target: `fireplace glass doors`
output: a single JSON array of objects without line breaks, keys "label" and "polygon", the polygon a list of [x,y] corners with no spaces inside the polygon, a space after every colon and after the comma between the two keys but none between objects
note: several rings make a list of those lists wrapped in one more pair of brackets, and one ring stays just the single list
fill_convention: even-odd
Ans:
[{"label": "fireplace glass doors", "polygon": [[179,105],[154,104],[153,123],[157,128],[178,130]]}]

▬▬▬

◆ **TO BE DONE**
Please repeat the items above word for word, beginning at their very first line and stopping after the line that contains "output: a single".

◆ **FINAL RESULT**
target: `fireplace glass doors`
output: a single JSON array of objects without line breaks, keys "label" and "polygon", the polygon a list of [x,y] corners with no spaces inside the polygon, a space after every colon and after the comma between the two keys but none between objects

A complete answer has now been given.